-- Start DATASET RECORDS --

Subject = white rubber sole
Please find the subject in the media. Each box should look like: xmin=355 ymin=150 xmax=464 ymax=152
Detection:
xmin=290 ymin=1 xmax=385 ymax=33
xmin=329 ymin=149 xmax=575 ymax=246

-- End DATASET RECORDS --

__WHAT YOU NEED TO DO__:
Reproduce the whole listing above word for word, keeping every line.

__ANSWER FOR THE TASK__:
Subject = white rubber sole
Please find the subject in the media. Each box should look like: xmin=355 ymin=150 xmax=464 ymax=152
Detection:
xmin=290 ymin=1 xmax=385 ymax=33
xmin=329 ymin=149 xmax=575 ymax=246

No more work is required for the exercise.